━━━━━ DATA SUPPLIED ━━━━━

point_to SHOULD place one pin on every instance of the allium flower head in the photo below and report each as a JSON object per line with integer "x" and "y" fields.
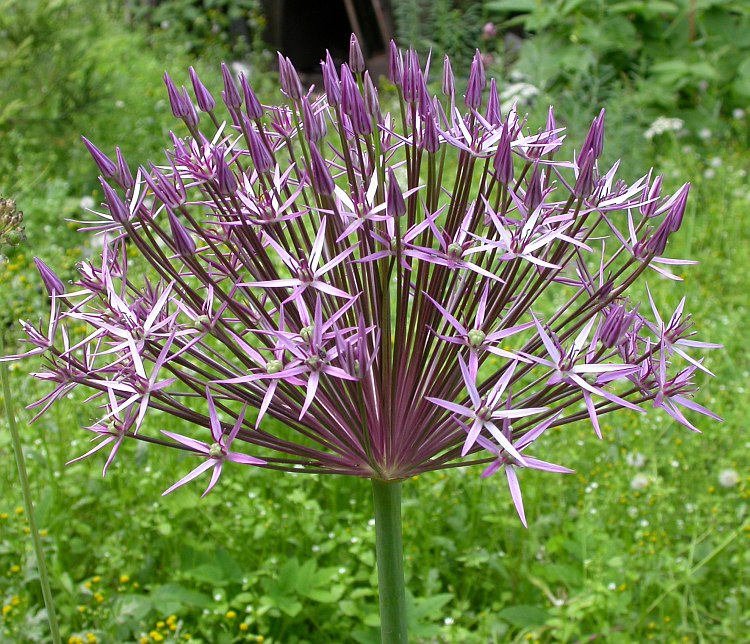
{"x": 321, "y": 286}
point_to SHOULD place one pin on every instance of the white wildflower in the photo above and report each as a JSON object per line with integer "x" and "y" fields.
{"x": 728, "y": 478}
{"x": 635, "y": 459}
{"x": 661, "y": 125}
{"x": 639, "y": 482}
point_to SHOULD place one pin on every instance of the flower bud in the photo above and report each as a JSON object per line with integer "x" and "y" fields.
{"x": 206, "y": 102}
{"x": 191, "y": 117}
{"x": 117, "y": 208}
{"x": 289, "y": 79}
{"x": 225, "y": 179}
{"x": 252, "y": 105}
{"x": 258, "y": 153}
{"x": 124, "y": 176}
{"x": 314, "y": 125}
{"x": 494, "y": 115}
{"x": 176, "y": 102}
{"x": 674, "y": 217}
{"x": 395, "y": 64}
{"x": 321, "y": 176}
{"x": 503, "y": 159}
{"x": 356, "y": 59}
{"x": 652, "y": 196}
{"x": 331, "y": 81}
{"x": 231, "y": 96}
{"x": 395, "y": 199}
{"x": 449, "y": 83}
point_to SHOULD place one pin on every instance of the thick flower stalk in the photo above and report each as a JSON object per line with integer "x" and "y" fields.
{"x": 335, "y": 289}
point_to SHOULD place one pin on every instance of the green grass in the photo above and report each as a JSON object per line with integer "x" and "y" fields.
{"x": 643, "y": 543}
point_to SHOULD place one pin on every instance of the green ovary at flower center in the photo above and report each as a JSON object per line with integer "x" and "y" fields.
{"x": 484, "y": 413}
{"x": 476, "y": 338}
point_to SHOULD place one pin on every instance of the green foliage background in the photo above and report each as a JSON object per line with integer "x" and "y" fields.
{"x": 291, "y": 558}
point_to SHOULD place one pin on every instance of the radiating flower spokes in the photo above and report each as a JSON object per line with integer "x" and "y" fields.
{"x": 284, "y": 269}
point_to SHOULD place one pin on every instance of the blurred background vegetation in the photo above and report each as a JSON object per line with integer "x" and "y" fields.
{"x": 609, "y": 555}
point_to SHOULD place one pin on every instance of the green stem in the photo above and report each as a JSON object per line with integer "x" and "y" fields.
{"x": 28, "y": 504}
{"x": 387, "y": 500}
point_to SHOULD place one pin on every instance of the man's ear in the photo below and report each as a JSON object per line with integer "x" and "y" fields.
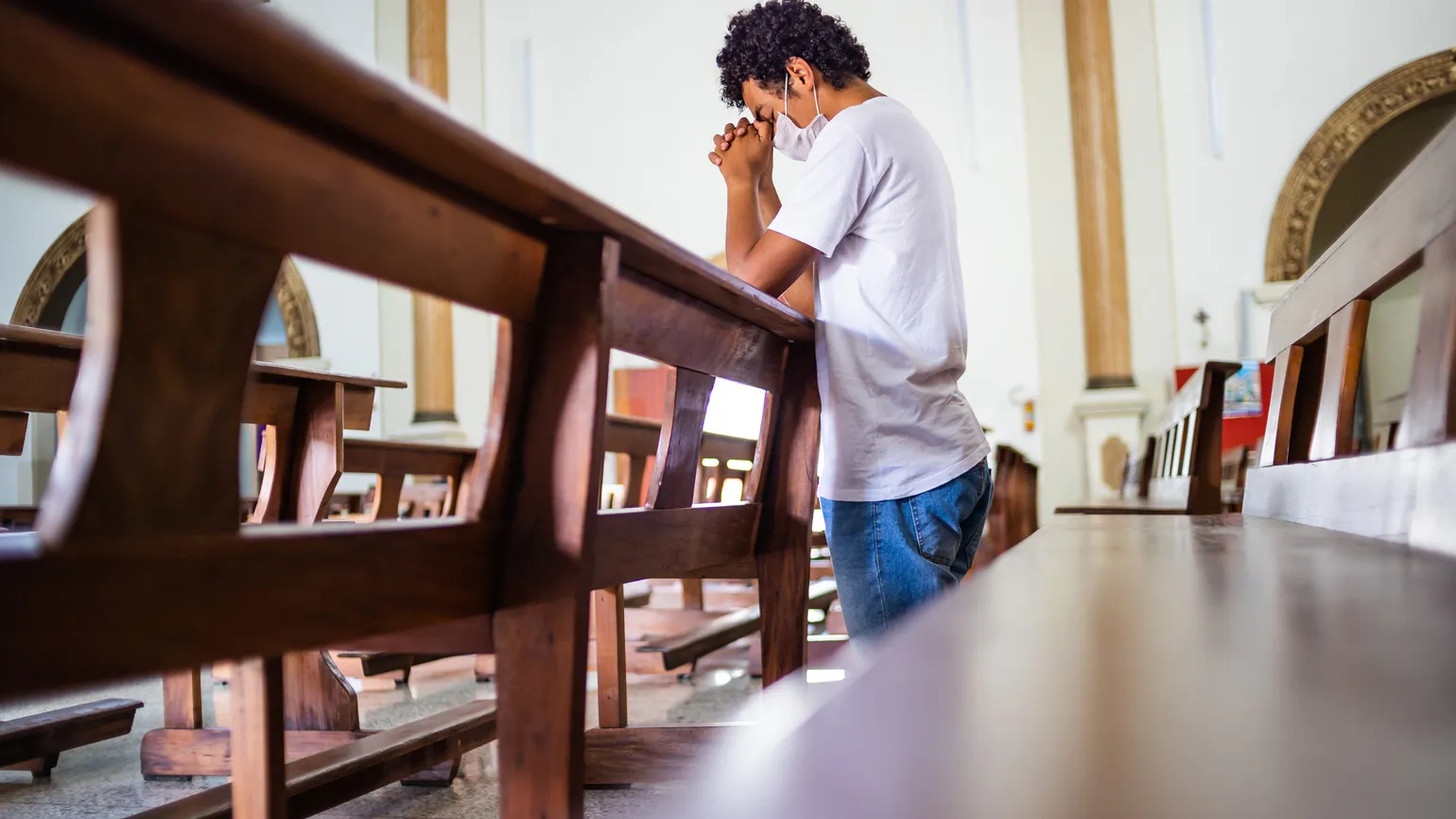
{"x": 801, "y": 73}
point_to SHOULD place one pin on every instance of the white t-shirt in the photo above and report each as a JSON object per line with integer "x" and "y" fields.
{"x": 890, "y": 334}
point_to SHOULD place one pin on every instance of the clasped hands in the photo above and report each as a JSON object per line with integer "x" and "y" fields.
{"x": 744, "y": 153}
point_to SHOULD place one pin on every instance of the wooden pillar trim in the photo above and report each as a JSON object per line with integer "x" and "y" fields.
{"x": 1100, "y": 194}
{"x": 434, "y": 318}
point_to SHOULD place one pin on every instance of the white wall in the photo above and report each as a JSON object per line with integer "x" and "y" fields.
{"x": 1281, "y": 69}
{"x": 623, "y": 99}
{"x": 34, "y": 212}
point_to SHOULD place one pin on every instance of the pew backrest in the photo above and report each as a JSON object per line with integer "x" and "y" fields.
{"x": 1187, "y": 444}
{"x": 1309, "y": 469}
{"x": 221, "y": 140}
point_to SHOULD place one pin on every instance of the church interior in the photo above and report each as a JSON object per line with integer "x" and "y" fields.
{"x": 383, "y": 433}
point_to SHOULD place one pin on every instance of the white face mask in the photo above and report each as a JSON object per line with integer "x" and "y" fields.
{"x": 792, "y": 140}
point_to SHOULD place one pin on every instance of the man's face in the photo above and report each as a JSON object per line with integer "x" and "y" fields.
{"x": 768, "y": 104}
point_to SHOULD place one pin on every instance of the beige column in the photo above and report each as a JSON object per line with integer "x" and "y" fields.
{"x": 434, "y": 328}
{"x": 1100, "y": 194}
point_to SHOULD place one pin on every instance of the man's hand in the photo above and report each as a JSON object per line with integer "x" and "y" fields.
{"x": 744, "y": 152}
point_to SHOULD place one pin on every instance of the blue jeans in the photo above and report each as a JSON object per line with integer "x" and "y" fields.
{"x": 893, "y": 555}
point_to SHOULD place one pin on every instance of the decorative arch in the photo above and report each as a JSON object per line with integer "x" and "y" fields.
{"x": 61, "y": 270}
{"x": 1377, "y": 105}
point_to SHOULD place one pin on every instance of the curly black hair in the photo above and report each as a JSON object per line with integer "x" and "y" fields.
{"x": 762, "y": 40}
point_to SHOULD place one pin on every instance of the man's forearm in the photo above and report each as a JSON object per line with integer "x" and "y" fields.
{"x": 769, "y": 201}
{"x": 744, "y": 225}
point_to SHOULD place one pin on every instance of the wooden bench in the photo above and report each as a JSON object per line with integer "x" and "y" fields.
{"x": 1180, "y": 468}
{"x": 1294, "y": 660}
{"x": 1014, "y": 506}
{"x": 1309, "y": 468}
{"x": 641, "y": 441}
{"x": 35, "y": 743}
{"x": 304, "y": 414}
{"x": 220, "y": 140}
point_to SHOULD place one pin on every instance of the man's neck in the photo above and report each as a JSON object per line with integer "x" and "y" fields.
{"x": 833, "y": 99}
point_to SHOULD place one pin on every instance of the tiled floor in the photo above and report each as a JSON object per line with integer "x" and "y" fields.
{"x": 104, "y": 781}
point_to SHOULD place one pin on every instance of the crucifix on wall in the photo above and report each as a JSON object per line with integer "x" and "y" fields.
{"x": 1202, "y": 318}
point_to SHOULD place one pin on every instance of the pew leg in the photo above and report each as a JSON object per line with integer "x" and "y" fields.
{"x": 784, "y": 530}
{"x": 693, "y": 593}
{"x": 541, "y": 627}
{"x": 181, "y": 708}
{"x": 485, "y": 668}
{"x": 316, "y": 694}
{"x": 612, "y": 670}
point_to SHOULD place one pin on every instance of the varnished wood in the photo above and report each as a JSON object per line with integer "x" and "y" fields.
{"x": 252, "y": 50}
{"x": 674, "y": 474}
{"x": 126, "y": 426}
{"x": 226, "y": 158}
{"x": 679, "y": 455}
{"x": 207, "y": 752}
{"x": 788, "y": 509}
{"x": 182, "y": 698}
{"x": 1281, "y": 407}
{"x": 635, "y": 544}
{"x": 318, "y": 447}
{"x": 405, "y": 458}
{"x": 426, "y": 571}
{"x": 40, "y": 736}
{"x": 649, "y": 754}
{"x": 335, "y": 775}
{"x": 636, "y": 481}
{"x": 463, "y": 636}
{"x": 1161, "y": 666}
{"x": 687, "y": 333}
{"x": 689, "y": 646}
{"x": 386, "y": 497}
{"x": 541, "y": 628}
{"x": 1344, "y": 349}
{"x": 256, "y": 733}
{"x": 253, "y": 178}
{"x": 316, "y": 695}
{"x": 12, "y": 431}
{"x": 1430, "y": 406}
{"x": 609, "y": 637}
{"x": 1095, "y": 153}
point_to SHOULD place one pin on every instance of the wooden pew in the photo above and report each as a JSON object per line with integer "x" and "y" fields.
{"x": 1014, "y": 506}
{"x": 641, "y": 441}
{"x": 35, "y": 743}
{"x": 304, "y": 410}
{"x": 1180, "y": 469}
{"x": 220, "y": 140}
{"x": 1294, "y": 660}
{"x": 1308, "y": 468}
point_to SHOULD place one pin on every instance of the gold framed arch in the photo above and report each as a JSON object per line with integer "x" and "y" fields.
{"x": 1377, "y": 105}
{"x": 61, "y": 270}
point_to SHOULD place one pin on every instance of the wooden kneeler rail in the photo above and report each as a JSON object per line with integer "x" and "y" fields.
{"x": 220, "y": 140}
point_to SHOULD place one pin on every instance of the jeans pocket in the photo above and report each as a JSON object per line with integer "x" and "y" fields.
{"x": 936, "y": 525}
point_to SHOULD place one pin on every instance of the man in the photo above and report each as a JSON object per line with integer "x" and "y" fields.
{"x": 905, "y": 484}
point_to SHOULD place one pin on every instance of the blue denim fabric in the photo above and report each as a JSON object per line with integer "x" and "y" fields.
{"x": 893, "y": 555}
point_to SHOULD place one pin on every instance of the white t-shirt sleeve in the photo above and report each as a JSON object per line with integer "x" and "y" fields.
{"x": 830, "y": 194}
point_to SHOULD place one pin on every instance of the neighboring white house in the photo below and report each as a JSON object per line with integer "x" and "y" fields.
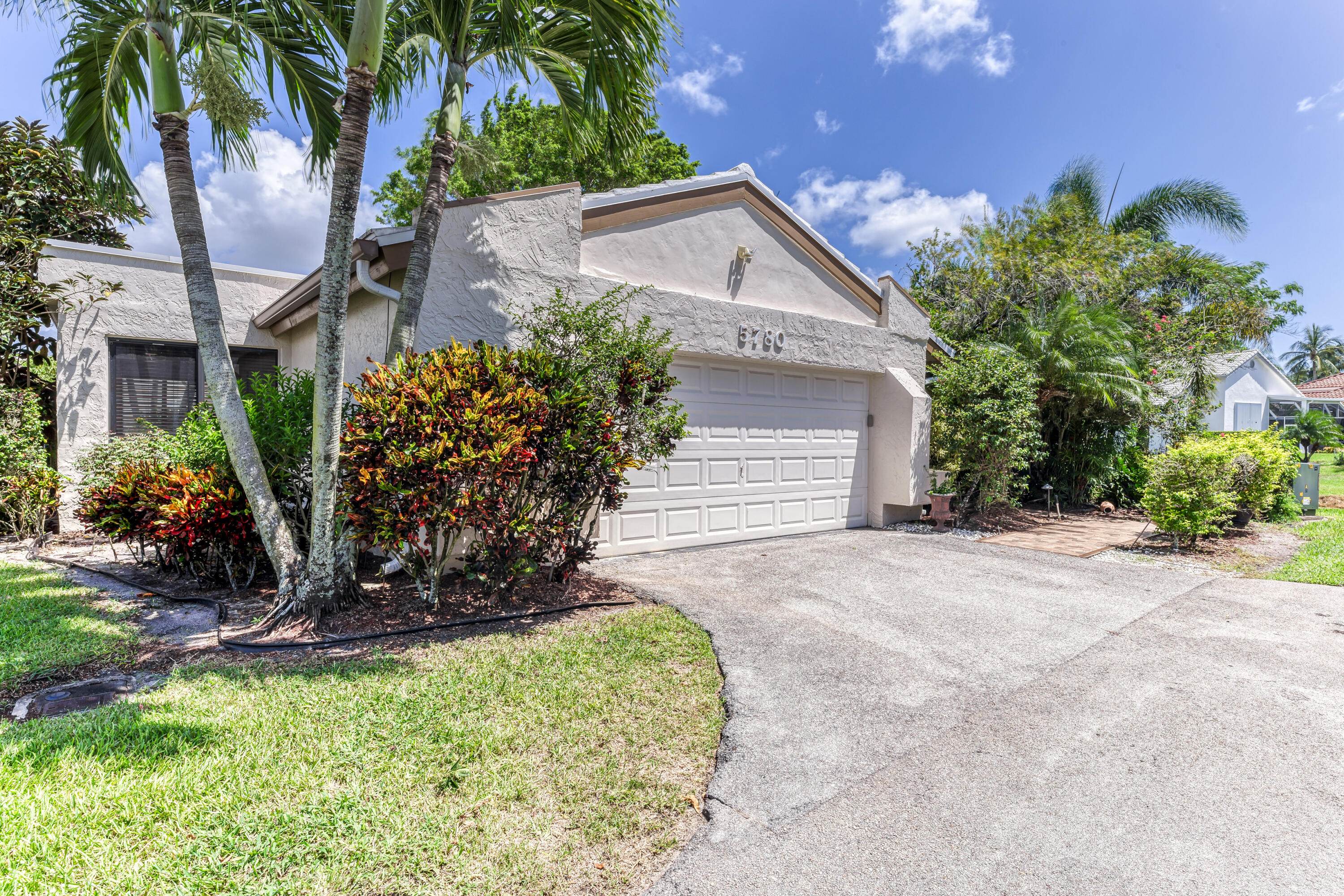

━━━━━

WHAT TO PRODUCE: Transcribe the items above without changes, beginning with the line that contains "the blue denim" and continuing through the end of the items, with both ends included. Omit the pictures from your answer.

WRITTEN RESPONSE:
point_to SHOULD place one pin on every instance of the blue denim fabric in the photo above and report each as a JSON object per line with integer "x" and "y" fields.
{"x": 893, "y": 555}
point_to SHOULD place one pin on every instance of the white t-shirt sleeve in the photo above and report each as a JSON object per line with integer "x" and "y" fields.
{"x": 830, "y": 194}
point_to SHOULD place one pin on every instance of the neighboring white house in the photo below and report each as a JSON object per line with integer "x" and "y" fields.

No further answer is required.